Problem statement
Reproduce every entry below, substituting "pin" for each occurrence of "marker" and leaving all other text unchanged.

Provided information
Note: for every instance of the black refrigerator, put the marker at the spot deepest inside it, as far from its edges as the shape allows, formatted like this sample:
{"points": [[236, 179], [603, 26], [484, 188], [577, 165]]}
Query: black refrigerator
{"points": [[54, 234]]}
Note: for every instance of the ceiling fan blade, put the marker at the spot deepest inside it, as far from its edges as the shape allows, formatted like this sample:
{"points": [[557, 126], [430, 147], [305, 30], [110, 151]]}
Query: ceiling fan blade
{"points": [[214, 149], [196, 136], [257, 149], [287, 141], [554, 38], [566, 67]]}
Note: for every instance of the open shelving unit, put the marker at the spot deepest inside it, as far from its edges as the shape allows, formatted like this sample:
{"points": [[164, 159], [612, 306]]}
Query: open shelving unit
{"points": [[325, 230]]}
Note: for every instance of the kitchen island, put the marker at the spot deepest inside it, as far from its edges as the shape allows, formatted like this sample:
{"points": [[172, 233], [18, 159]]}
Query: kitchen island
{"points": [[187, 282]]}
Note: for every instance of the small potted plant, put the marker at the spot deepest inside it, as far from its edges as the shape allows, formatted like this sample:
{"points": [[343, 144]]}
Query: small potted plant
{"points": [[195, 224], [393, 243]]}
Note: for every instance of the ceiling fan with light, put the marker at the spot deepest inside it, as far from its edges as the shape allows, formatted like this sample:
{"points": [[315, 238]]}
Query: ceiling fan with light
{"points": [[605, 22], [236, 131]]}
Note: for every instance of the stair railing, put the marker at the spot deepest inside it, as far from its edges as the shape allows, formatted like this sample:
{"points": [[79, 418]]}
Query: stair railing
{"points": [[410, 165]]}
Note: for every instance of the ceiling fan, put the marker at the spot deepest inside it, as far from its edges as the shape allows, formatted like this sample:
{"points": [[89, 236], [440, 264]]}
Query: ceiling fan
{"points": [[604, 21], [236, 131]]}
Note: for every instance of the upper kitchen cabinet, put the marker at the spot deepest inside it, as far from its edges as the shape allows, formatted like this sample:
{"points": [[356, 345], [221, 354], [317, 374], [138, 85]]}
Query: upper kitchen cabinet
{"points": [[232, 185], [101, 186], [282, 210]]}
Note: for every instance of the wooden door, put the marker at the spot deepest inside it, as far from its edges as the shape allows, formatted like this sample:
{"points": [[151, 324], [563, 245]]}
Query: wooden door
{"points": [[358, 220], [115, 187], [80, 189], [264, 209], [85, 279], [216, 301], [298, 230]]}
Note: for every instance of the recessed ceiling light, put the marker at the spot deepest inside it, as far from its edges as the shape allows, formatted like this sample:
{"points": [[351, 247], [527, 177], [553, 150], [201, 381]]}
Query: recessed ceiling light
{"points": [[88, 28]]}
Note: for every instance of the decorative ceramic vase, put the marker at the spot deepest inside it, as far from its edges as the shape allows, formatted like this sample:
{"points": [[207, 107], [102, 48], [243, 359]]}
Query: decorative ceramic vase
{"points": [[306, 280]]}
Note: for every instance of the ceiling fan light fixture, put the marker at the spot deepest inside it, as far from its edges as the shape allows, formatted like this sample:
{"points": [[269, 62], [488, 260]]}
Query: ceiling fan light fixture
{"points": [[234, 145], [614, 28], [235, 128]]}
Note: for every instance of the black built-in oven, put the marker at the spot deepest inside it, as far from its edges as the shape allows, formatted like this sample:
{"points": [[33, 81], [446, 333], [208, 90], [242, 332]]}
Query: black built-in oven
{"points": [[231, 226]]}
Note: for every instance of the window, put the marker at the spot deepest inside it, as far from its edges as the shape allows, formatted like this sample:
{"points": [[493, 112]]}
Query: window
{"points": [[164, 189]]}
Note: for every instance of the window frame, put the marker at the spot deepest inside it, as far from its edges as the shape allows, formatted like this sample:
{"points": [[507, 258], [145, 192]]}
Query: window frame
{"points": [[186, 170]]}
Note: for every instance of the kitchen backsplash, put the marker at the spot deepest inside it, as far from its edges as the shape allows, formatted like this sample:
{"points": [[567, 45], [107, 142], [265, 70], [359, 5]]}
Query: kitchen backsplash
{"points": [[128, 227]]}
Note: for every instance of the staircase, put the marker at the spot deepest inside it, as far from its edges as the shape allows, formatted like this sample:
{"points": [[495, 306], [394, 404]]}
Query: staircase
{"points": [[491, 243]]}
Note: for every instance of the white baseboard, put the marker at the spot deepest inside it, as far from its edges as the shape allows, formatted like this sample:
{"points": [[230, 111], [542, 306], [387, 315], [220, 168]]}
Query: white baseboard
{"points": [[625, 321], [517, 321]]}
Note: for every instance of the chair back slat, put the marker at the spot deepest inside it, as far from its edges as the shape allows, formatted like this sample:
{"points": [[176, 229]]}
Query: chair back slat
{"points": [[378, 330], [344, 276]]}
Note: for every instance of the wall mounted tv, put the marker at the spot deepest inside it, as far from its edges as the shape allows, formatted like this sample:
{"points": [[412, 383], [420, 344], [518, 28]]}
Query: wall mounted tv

Answer to the task
Note: for every instance of the black refrigerator, put the pin at the spot deepest inside it, as far from its edges as the shape allows, formatted like this sample:
{"points": [[236, 179], [603, 26], [484, 188], [577, 165]]}
Query: black refrigerator
{"points": [[54, 234]]}
Note: for every instance of the ceiling fan blade, put the pin at the spot deepest inside it, as far from its edges as the shape allows, formatted like this sample:
{"points": [[557, 126], [430, 147], [305, 30], [110, 151]]}
Query: ceiling fan blade
{"points": [[214, 149], [196, 136], [257, 149], [287, 141], [554, 38], [566, 67]]}
Note: for every instance of the open shelving unit, put the pin at the spot deepest inside it, as far from its edges as the shape allows, formatted like this sample:
{"points": [[164, 159], [612, 306]]}
Query: open shelving unit
{"points": [[325, 230]]}
Note: for every instance of the kitchen island, put the pin at the spot deepest inside it, as far from its edges as the shape allows, formatted like this sample:
{"points": [[172, 233], [18, 159]]}
Query: kitchen island
{"points": [[187, 282]]}
Note: for every instance of the small potted plant, put the pin at the spot deepest inside it, as far from its edges as the shape allows, formatted like this sample:
{"points": [[343, 144]]}
Query: small potted plant
{"points": [[195, 224], [393, 243]]}
Note: for every instance of the ceiling fan with light, put the pin at the spot deepest inside it, as far from its edges as the shape allows, formatted like this sample:
{"points": [[315, 238]]}
Query: ceiling fan with light
{"points": [[605, 22], [236, 131]]}
Note: for every instance of the stair railing, put the pin at the spot deepest inside it, as far from its edges as the shape allows, formatted like this sample:
{"points": [[79, 418]]}
Query: stair railing
{"points": [[410, 165]]}
Note: for every instance of the ceiling fan, put the pin at the spot deepest inside it, as far from its edges as the shape allows, formatted like this sample:
{"points": [[89, 236], [440, 264]]}
Query: ceiling fan
{"points": [[604, 21], [236, 131]]}
Note: for every instance of the upper kitchen cabinet, put the pin at the spot deepest inside it, as far from its edges as the shape allows, formatted like this sample:
{"points": [[356, 345], [221, 354], [317, 374], [138, 85]]}
Query: upper kitchen cabinet
{"points": [[232, 185], [101, 186], [282, 210]]}
Note: for every instance of the wooden door, put the pin at the spot deepest inside it, as far from its edges as the shape allows, formatted like this sample:
{"points": [[151, 324], [563, 245]]}
Query: wooden door
{"points": [[358, 220], [115, 187], [80, 189], [264, 209], [85, 279], [216, 301], [298, 230]]}
Note: for every instance of the recessed ceiling light, put the pin at the spot deepest inside it, as far from its edges as the shape allows, formatted like this sample:
{"points": [[351, 247], [527, 177], [553, 150], [201, 381]]}
Query: recessed ceiling light
{"points": [[88, 28]]}
Note: for every instance of the decorative ceramic vase, put the pin at the spot deepest inside it, as far from its edges as the shape allows, formatted like this sample:
{"points": [[207, 107], [102, 48], [243, 359]]}
Query: decorative ceramic vase
{"points": [[306, 280]]}
Note: for every instance of the ceiling fan light fixture, put the pin at the spot deepest inside it, as far from its edges as the shape allows, formatted like this sample:
{"points": [[269, 62], [488, 260]]}
Query: ceiling fan light fixture
{"points": [[234, 145], [614, 28], [235, 128]]}
Note: for every instance of the black built-in oven, put the pin at the spot deepest inside it, as far from its edges as the shape allows, formatted like this sample:
{"points": [[33, 81], [446, 333], [208, 90], [242, 332]]}
Query: black built-in oven
{"points": [[231, 226]]}
Note: for every instance of the window, put the pin at the spot deepest inside it, as far from its edges as the shape allows, formatted like this sample:
{"points": [[493, 112]]}
Query: window
{"points": [[164, 189]]}
Note: for every instance of the window frame, put the pin at the spot deepest inside it, as far from its edges as the shape allows, formatted like this sample:
{"points": [[507, 258], [145, 192]]}
Query: window frame
{"points": [[186, 170]]}
Note: for every instance of the kitchen backsplash, put the pin at the spot deepest inside it, as far from its edges as the shape allows, formatted like this sample:
{"points": [[567, 45], [107, 142], [265, 70], [359, 5]]}
Query: kitchen backsplash
{"points": [[128, 227]]}
Note: for every instance of the staircase, put the pin at the spot deepest inside it, as far from its edges as the shape allows, formatted like this sample:
{"points": [[495, 306], [394, 404]]}
Query: staircase
{"points": [[491, 243]]}
Note: for every instance of the white baseboard, put the pin at the spot deepest inside it, as far from its edges as the shape allows, formatted like this sample:
{"points": [[230, 111], [542, 306], [387, 315], [220, 168]]}
Query: white baseboard
{"points": [[625, 321], [517, 321]]}
Note: for every instance of the chair back slat, put the pin at the spot deepest inside it, as far from its edges as the shape allows, formatted like this sample:
{"points": [[176, 229]]}
Query: chair back slat
{"points": [[378, 330], [344, 276]]}
Note: for every instance of the wall mounted tv, put the pin at the spot deepest inside it, as far from its edges as the shape allows, formatted like this sample:
{"points": [[412, 383], [420, 344], [518, 28]]}
Query: wall mounted tv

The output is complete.